* DESCRIPTION OF THE TASK
All of the data should be repeated exactly; pictures are not part of the copy.

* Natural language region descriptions

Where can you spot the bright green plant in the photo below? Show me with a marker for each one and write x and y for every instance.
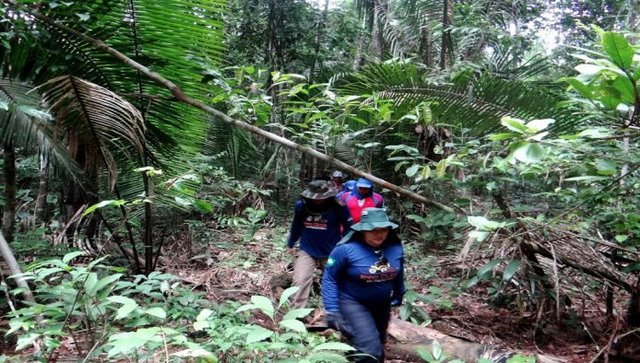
(98, 300)
(287, 338)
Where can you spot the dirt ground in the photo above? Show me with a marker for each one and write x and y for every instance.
(581, 332)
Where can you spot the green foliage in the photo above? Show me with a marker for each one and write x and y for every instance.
(100, 300)
(288, 338)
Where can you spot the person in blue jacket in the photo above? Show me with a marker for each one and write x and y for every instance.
(317, 223)
(363, 278)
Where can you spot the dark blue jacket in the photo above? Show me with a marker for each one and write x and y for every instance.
(357, 271)
(318, 231)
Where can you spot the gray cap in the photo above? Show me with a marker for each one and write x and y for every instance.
(318, 190)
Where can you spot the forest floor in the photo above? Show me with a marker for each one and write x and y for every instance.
(230, 270)
(232, 266)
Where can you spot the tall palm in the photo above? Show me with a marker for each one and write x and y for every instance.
(140, 29)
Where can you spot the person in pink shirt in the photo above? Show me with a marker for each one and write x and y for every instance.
(362, 197)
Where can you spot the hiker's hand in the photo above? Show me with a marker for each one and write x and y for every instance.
(334, 319)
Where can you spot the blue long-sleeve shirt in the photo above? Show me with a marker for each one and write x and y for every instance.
(320, 231)
(362, 273)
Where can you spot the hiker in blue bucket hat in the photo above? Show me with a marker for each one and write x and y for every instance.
(317, 225)
(362, 280)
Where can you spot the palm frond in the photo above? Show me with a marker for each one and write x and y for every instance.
(24, 121)
(475, 103)
(100, 117)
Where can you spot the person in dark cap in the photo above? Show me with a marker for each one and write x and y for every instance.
(362, 280)
(361, 198)
(337, 181)
(317, 224)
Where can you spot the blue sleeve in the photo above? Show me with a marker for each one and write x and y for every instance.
(345, 220)
(334, 267)
(380, 202)
(297, 225)
(398, 283)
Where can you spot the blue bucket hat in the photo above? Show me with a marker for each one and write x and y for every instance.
(363, 183)
(373, 218)
(318, 190)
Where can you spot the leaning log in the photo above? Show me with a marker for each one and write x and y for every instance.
(408, 338)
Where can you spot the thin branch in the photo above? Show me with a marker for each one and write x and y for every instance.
(182, 97)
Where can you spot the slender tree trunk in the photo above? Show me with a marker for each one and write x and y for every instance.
(10, 259)
(358, 59)
(10, 188)
(376, 48)
(180, 96)
(320, 29)
(43, 188)
(426, 45)
(446, 47)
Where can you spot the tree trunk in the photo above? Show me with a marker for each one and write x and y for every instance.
(320, 29)
(446, 46)
(426, 46)
(180, 96)
(12, 263)
(10, 188)
(43, 188)
(377, 40)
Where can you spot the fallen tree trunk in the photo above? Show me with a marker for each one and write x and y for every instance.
(409, 338)
(179, 95)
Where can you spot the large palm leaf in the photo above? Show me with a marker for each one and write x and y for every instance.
(25, 123)
(475, 101)
(99, 119)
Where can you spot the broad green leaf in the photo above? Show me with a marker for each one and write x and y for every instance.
(263, 304)
(486, 269)
(201, 320)
(606, 167)
(479, 235)
(105, 281)
(425, 173)
(297, 313)
(589, 69)
(512, 267)
(326, 357)
(196, 353)
(588, 178)
(128, 305)
(529, 153)
(535, 126)
(185, 202)
(26, 340)
(102, 204)
(71, 255)
(441, 168)
(258, 334)
(623, 85)
(202, 206)
(436, 350)
(503, 136)
(90, 284)
(618, 49)
(286, 294)
(585, 90)
(158, 312)
(35, 112)
(411, 171)
(293, 324)
(333, 346)
(621, 238)
(513, 124)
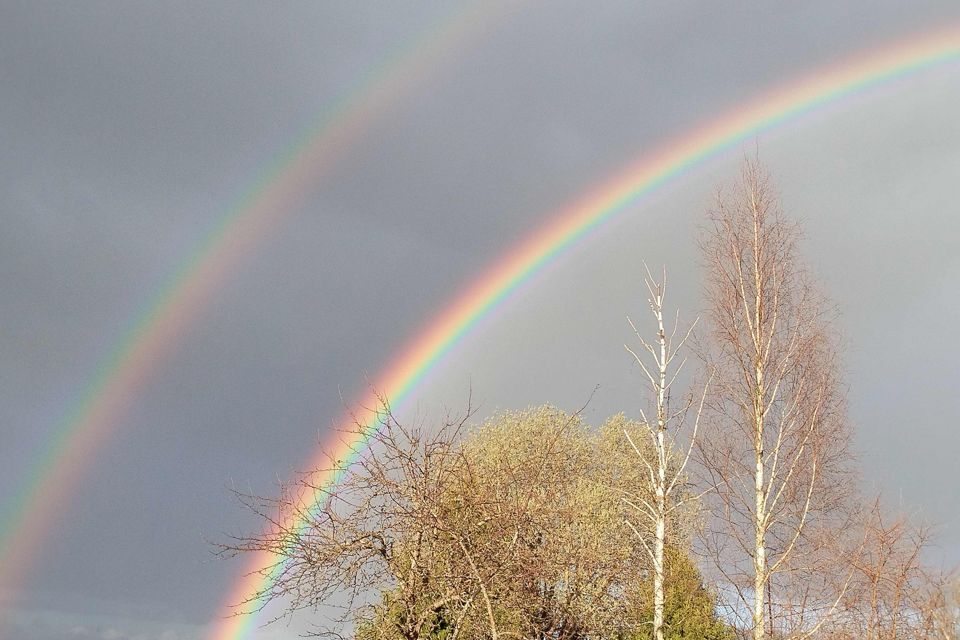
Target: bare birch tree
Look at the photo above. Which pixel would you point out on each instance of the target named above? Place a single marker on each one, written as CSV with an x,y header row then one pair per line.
x,y
890,589
777,448
665,467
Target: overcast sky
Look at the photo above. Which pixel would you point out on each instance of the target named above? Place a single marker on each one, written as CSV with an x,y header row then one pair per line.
x,y
130,128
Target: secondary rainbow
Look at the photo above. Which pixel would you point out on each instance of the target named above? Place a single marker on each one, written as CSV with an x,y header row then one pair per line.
x,y
576,222
166,318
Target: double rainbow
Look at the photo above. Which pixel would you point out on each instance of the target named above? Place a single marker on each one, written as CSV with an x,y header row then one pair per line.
x,y
404,374
167,317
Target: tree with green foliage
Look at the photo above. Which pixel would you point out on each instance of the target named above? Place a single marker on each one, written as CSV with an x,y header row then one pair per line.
x,y
513,529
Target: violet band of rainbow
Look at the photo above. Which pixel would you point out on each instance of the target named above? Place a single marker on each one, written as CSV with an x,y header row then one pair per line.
x,y
406,373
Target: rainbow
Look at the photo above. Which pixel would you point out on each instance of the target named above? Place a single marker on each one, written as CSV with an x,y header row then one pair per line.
x,y
575,223
167,317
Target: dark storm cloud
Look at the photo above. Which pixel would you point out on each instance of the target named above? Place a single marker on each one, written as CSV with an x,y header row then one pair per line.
x,y
130,127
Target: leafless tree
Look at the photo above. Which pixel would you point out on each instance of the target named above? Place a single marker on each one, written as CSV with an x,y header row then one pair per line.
x,y
502,531
374,529
777,446
665,467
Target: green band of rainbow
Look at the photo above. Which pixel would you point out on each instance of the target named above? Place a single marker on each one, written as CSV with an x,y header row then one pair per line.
x,y
598,207
167,317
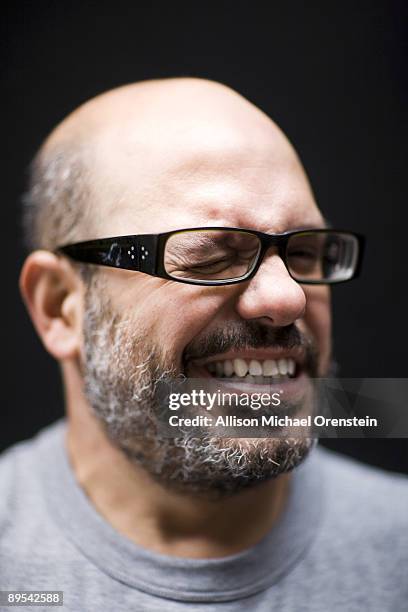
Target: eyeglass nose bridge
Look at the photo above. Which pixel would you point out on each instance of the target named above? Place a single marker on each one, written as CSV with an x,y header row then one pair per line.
x,y
271,240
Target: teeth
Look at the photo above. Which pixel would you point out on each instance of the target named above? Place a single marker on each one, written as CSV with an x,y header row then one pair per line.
x,y
240,367
228,368
254,370
219,368
270,368
283,366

* SOLUTION TO THE PROBLEM
Where can you spot the bright green plant in the photo below? Show me with a marker for each one and write x and y for every instance.
(98, 300)
(287, 338)
Where can you spot the dirt ground in the photo above? Show me with a marker for each one and write x and y for every instance.
(581, 332)
Where can you spot the green foliage in the photo above? Show me with a marker for each one and write x and y for every instance.
(100, 300)
(288, 338)
Where can you spot the person in blue jacket in the photo above? Show me with a marker for each one and write x and y for every instance.
(317, 223)
(363, 278)
Where can you spot the dark blue jacket in the photo above? Show me with a marker for each one and write x and y for every instance.
(357, 271)
(318, 231)
Where can you spot the gray cap in the photo above? Show me with a marker for each one and write x and y for every instance.
(318, 190)
Where can you spot the forest floor in the photo above? Show me with a marker for each one and write x and y for every instance.
(230, 270)
(232, 266)
Where can you spot the tall palm in the photo above? Show me with a marker for each one and write x and y for every instance.
(140, 29)
Where can you spot the person in pink shirt in the photo above? Show me with a marker for each one and write x and y for every instance.
(362, 197)
Where can you spot the hiker's hand in the photo above? Show me with a marker for each one and write x and y for every instance.
(334, 319)
Where can you spot the blue long-sleeve shirt in the photo above? Show me with a marker for each one and write x and y for every instance.
(320, 231)
(362, 273)
Where can you spot the hiker in blue bucket hat in the photo above? Show me with a marker for each one and write x and y for every instance.
(317, 225)
(362, 280)
Where can you spot the palm frond in the photo above? Show me with a marker for each one and write x and y for every instance.
(24, 121)
(475, 103)
(100, 117)
Where can you spot the person in dark cap in the photo above? Show me with a marker for each one and write x and y for every instance.
(362, 280)
(361, 198)
(337, 181)
(317, 224)
Where can you spot the blue sleeve in the photo above? Show me with a marker for each one and write x and y for every instance.
(345, 220)
(334, 267)
(380, 202)
(297, 225)
(398, 283)
Where can you spot the blue bucket hat in the photo above? Show me with a marker for each one and write x and y for every instance.
(363, 183)
(373, 218)
(318, 190)
Where can you spot the leaning log in the photo above? Show me with a marker for each one and write x and y for every instance.
(408, 338)
Where can you spot the thin branch in the photo above? Show me with a marker for each one and write x and y for every instance.
(182, 97)
Where can you spot the slender tree trunk in the photo above? Show me with a marker for each one and write x and y for every instance.
(10, 259)
(358, 59)
(10, 188)
(376, 48)
(180, 96)
(320, 29)
(43, 188)
(426, 45)
(446, 47)
Where can you spot the tree trunk in the photo above? Show me with a marker for each one and write x and y for every instance.
(320, 29)
(446, 46)
(426, 46)
(180, 96)
(12, 263)
(10, 188)
(43, 188)
(377, 40)
Where can you spot the fallen tree trunk in the photo above? Show me with a marker for each one and write x and y for every instance.
(409, 338)
(179, 95)
Where can you spot the large palm leaf in the photo above? Show me with a marker for each one and write x and y for every instance.
(25, 123)
(475, 101)
(99, 119)
Where can you spot the broad green leaf in the photo above? Show me with a marker for each one and write x and y for every instance.
(263, 304)
(486, 269)
(201, 320)
(606, 167)
(479, 235)
(105, 281)
(425, 173)
(297, 313)
(589, 69)
(512, 267)
(326, 357)
(196, 353)
(588, 178)
(128, 305)
(529, 153)
(535, 126)
(185, 202)
(26, 340)
(102, 204)
(71, 255)
(441, 168)
(258, 334)
(623, 85)
(202, 206)
(436, 350)
(503, 136)
(90, 284)
(618, 49)
(286, 294)
(585, 90)
(158, 312)
(35, 112)
(411, 171)
(293, 324)
(333, 346)
(621, 238)
(513, 124)
Target: bare birch tree
Look at the photo above. Which pixel would you point out on each instance of the target named above? Place a single marker on each one, written as CSV with an x,y header row then one pair per line.
x,y
890,589
777,448
665,467
Target: overcast sky
Look at the photo above. Which pixel would you point out on each instance of the target named above? Place a single marker on each one, written as CSV with an x,y header row then one pair per line.
x,y
130,128
Target: secondary rainbow
Look at the photo above. Which pixel would you point out on each instance of the target named above? Place a single marker on each one, written as CSV with an x,y header row then one pair per line.
x,y
576,222
166,318
Target: double rainbow
Look at the photo above. Which pixel would you point out on each instance of the target named above? Place a single marker on each one, written as CSV with an x,y header row then one pair per line.
x,y
404,374
167,317
Target: tree with green foliage
Look at the photo above. Which pixel would you point out on each instance of the target named above? Place a single marker on each one, written as CSV with an x,y header row then one pair per line.
x,y
513,529
Target: violet band of rainbow
Look at the photo above. Which pixel would you point out on each instance of the target named above? Place a single marker on each one, written as CSV with an x,y header row then one pair per line.
x,y
406,373
Target: rainbow
Look at the photo above. Which pixel would you point out on each instance of the target named above? Place a single marker on each one, written as CSV with an x,y header row then one pair per line.
x,y
575,223
167,317
Target: dark storm cloud
Look at the photo above. Which pixel would you point out on each instance of the target named above? Place a single marker on each one, written as CSV with an x,y header row then one pair per line.
x,y
130,127
Target: leafless tree
Look at the photo above. Which pixel would you point out on each instance of the target named above? Place a single marker on each one, written as CSV with an x,y header row then one pair per line.
x,y
502,531
374,529
777,446
665,467
Target: green band of rainbow
Look at the photo above. Which pixel would you point out on each instance of the target named above? Place a single marker on each one, written as CSV with an x,y header row then one pair per line.
x,y
598,207
167,317
Target: eyeglass nose bridge
Look at the photo above. Which pixel would you point out on each instance of the target named above? Place a single marker on each one, written as CSV with an x,y header row then one pair per line.
x,y
271,240
Target: teeth
Look at the photo above. Which pixel would you point out on each instance of the target named above? Place a single marker on each one, written as CSV with an x,y header row then one pair per line.
x,y
240,367
228,368
254,370
219,368
270,368
283,366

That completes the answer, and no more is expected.